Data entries
■ ■ ■

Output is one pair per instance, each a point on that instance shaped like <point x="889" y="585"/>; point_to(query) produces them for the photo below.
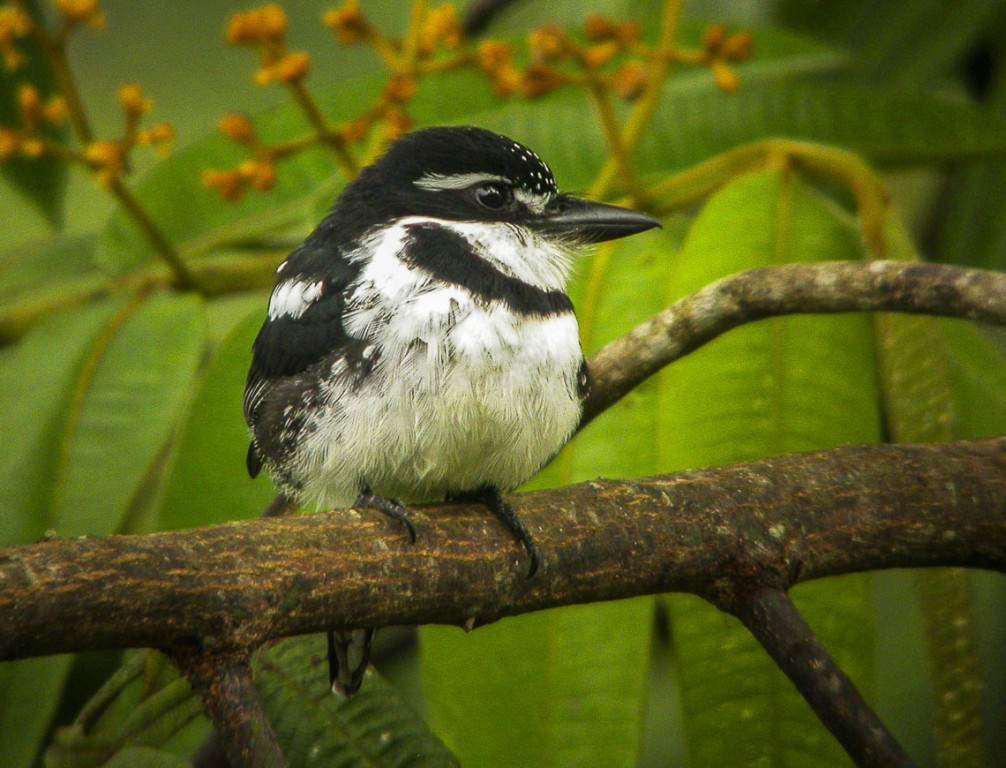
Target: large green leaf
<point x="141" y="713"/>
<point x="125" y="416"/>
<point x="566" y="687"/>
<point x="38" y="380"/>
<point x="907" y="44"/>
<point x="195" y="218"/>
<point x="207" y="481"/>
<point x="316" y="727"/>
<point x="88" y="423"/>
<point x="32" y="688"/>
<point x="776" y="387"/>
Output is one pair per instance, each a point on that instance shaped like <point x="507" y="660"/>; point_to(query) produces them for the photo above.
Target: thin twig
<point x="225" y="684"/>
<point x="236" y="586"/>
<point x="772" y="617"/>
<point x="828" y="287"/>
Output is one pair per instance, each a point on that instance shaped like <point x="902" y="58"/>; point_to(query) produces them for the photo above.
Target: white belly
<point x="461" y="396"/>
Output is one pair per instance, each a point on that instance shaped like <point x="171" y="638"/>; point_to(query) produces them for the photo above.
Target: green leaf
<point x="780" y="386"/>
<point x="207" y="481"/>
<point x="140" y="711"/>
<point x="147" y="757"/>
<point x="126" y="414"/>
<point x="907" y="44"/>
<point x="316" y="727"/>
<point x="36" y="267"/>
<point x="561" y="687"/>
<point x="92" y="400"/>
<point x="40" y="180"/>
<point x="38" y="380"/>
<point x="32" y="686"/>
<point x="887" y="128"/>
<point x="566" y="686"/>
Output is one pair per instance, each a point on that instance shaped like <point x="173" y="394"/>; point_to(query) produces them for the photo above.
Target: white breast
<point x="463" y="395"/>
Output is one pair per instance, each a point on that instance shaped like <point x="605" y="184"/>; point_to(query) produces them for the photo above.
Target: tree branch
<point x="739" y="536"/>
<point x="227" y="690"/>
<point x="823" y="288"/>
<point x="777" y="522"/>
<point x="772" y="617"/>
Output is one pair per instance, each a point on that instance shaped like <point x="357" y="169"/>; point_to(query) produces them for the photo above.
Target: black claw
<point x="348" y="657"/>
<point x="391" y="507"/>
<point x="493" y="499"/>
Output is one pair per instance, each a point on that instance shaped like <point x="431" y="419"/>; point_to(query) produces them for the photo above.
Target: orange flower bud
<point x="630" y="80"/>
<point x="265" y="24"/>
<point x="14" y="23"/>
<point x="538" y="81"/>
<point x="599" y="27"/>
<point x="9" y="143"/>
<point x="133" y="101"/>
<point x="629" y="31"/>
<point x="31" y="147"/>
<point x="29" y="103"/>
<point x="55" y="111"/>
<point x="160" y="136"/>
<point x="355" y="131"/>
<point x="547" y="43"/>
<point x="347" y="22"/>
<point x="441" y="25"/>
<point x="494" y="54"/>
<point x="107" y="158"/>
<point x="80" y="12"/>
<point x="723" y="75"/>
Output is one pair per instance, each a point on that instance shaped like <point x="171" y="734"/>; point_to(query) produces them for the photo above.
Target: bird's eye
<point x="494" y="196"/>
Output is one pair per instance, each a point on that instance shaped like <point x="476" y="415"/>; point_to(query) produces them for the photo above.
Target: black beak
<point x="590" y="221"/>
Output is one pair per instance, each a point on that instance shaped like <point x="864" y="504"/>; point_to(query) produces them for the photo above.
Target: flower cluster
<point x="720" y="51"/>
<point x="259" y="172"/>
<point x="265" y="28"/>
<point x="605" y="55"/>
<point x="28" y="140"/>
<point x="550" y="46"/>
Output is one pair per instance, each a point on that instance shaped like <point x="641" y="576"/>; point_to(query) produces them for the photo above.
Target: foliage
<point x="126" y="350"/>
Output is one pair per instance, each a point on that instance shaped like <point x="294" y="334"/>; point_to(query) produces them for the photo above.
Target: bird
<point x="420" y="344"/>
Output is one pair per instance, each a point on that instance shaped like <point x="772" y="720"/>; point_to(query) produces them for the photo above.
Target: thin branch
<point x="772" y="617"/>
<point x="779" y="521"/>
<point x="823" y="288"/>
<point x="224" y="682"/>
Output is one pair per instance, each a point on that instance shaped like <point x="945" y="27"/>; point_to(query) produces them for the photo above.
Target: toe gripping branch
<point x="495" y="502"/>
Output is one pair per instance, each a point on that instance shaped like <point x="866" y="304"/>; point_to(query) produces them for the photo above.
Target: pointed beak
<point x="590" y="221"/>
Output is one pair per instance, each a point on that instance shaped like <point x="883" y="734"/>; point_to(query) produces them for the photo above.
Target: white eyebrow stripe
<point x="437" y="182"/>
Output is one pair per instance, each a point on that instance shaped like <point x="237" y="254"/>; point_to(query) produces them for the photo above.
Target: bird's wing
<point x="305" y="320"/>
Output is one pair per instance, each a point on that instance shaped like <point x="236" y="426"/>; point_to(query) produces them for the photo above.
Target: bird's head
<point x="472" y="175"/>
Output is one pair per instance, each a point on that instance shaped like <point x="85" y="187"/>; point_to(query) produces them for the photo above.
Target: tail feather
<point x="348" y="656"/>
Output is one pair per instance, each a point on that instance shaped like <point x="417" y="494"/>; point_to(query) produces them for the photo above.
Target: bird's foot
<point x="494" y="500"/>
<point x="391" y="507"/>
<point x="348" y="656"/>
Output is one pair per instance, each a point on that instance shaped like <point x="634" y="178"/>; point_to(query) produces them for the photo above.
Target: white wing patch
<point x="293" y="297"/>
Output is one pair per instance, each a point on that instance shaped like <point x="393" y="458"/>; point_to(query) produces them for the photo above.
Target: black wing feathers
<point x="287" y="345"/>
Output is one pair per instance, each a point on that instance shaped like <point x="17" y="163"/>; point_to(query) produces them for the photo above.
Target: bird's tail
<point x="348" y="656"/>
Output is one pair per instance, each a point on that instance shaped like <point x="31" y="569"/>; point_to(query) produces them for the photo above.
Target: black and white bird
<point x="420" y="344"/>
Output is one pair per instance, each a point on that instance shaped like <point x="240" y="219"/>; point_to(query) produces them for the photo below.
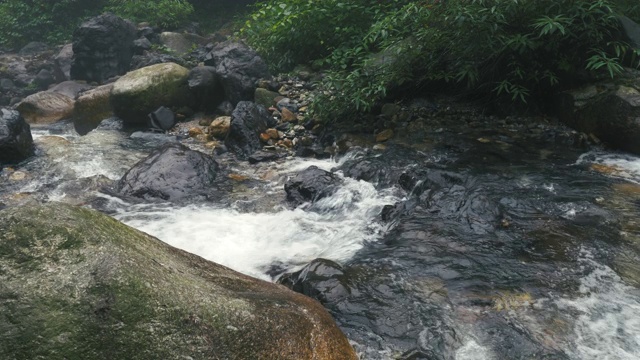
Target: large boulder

■ ■ ■

### What the task asks:
Tally the lines of the data above that contain the word "black", and give only the number.

### Finished exercise:
4